Task description.
Print the listing in full, keeping every line exactly as it is.

Data for review.
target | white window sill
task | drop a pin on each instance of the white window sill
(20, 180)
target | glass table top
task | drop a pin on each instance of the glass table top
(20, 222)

Answer below.
target | white window sill
task | drop a pin on each instance of the white window sill
(20, 180)
target | glass table top
task | drop a pin on each instance of the glass table top
(20, 222)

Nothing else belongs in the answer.